ABOUT THIS TASK> Your output must match the records exactly, line for line.

TASK INPUTS>
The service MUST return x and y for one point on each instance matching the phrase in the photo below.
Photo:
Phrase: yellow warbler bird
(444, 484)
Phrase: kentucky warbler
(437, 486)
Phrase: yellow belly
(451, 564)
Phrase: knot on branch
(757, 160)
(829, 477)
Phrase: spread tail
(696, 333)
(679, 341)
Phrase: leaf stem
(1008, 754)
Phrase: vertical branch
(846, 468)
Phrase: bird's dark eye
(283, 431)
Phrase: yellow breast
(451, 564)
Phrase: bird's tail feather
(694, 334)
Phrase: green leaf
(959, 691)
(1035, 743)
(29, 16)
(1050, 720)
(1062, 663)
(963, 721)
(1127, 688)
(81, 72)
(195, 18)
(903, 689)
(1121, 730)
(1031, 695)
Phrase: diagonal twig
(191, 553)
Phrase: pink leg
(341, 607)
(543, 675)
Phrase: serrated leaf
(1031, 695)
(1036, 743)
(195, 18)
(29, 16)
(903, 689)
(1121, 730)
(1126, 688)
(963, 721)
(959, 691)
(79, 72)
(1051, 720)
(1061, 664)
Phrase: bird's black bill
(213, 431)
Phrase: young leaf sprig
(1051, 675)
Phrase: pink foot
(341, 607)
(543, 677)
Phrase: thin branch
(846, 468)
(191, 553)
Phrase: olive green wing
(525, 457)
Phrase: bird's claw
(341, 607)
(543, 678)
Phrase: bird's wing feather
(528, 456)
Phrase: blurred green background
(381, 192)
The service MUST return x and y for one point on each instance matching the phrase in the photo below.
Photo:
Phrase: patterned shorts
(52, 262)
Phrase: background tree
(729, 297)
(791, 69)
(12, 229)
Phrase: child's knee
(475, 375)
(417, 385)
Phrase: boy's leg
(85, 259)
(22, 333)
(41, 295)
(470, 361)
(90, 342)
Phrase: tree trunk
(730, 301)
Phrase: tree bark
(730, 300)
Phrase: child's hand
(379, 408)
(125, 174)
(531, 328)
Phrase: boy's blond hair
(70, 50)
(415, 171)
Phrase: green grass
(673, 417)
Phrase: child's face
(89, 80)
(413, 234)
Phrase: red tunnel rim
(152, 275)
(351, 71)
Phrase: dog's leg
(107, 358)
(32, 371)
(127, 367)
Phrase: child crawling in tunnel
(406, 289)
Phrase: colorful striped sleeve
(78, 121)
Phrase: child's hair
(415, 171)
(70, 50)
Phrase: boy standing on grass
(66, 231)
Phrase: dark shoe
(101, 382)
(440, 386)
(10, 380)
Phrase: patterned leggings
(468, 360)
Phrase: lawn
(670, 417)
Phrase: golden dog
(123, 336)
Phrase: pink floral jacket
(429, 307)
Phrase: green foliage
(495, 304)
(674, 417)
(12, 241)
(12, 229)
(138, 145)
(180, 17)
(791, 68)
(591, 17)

OUTPUT>
The service MUST return x and y for one point on each instance matching the phrase in the photo below.
Photo:
Phrase: yellow warbler bird
(444, 484)
Phrase: kentucky warbler
(437, 486)
Phrase: yellow belly
(451, 564)
Phrase: knot on branch
(757, 160)
(829, 477)
Phrase: spread tail
(696, 333)
(679, 341)
Phrase: leaf stem
(1008, 754)
Phrase: vertical branch
(846, 468)
Phrase: bird's dark eye
(283, 431)
Phrase: yellow breast
(451, 564)
Phrase: bird's tail feather
(694, 334)
Phrase: green leaf
(959, 691)
(1035, 743)
(29, 16)
(1050, 720)
(1062, 663)
(963, 721)
(1127, 688)
(81, 72)
(195, 18)
(903, 689)
(1121, 730)
(1031, 695)
Phrase: diagonal twig
(191, 553)
Phrase: pink leg
(341, 607)
(543, 675)
Phrase: serrated leaf
(1031, 695)
(1036, 743)
(195, 18)
(29, 16)
(903, 689)
(1121, 730)
(1126, 688)
(963, 721)
(959, 691)
(79, 72)
(1051, 720)
(1061, 664)
Phrase: bird's black bill
(213, 431)
Phrase: young leaf sprig
(1051, 675)
Phrase: pink foot
(341, 607)
(543, 677)
Phrase: thin branch
(846, 468)
(191, 553)
Phrase: olive green wing
(525, 457)
Phrase: bird's claw
(341, 607)
(543, 678)
Phrase: bird's wing feather
(528, 456)
Phrase: blurred green background
(381, 192)
The service MUST return x and y for one point on each instance matching the phrase in the photo below.
Photo:
Phrase: patterned shorts
(52, 262)
Phrase: background tree
(729, 297)
(791, 69)
(12, 229)
Phrase: child's knee
(475, 375)
(417, 385)
Phrase: boy's leg
(85, 259)
(22, 333)
(41, 295)
(470, 361)
(90, 342)
Phrase: tree trunk
(730, 301)
Phrase: tree bark
(730, 300)
Phrase: child's hand
(379, 408)
(125, 174)
(531, 328)
Phrase: boy's blond hair
(70, 50)
(415, 171)
Phrase: green grass
(673, 417)
Phrase: child's face
(89, 80)
(413, 234)
Phrase: red tunnel rim
(152, 275)
(351, 71)
Phrase: dog's leg
(107, 358)
(32, 371)
(127, 367)
Phrase: child crawling in tunnel
(406, 289)
Phrase: colorful striped sleeve
(78, 121)
Phrase: child's hair
(415, 171)
(70, 50)
Phrase: boy standing on grass
(66, 231)
Phrase: dark shoe
(101, 382)
(440, 386)
(10, 380)
Phrase: patterned leggings
(468, 360)
Phrase: lawn
(670, 417)
Phrase: golden dog
(123, 336)
Phrase: pink floral jacket
(429, 307)
Phrase: green foliage
(495, 304)
(674, 417)
(12, 241)
(12, 229)
(138, 145)
(180, 17)
(791, 68)
(591, 17)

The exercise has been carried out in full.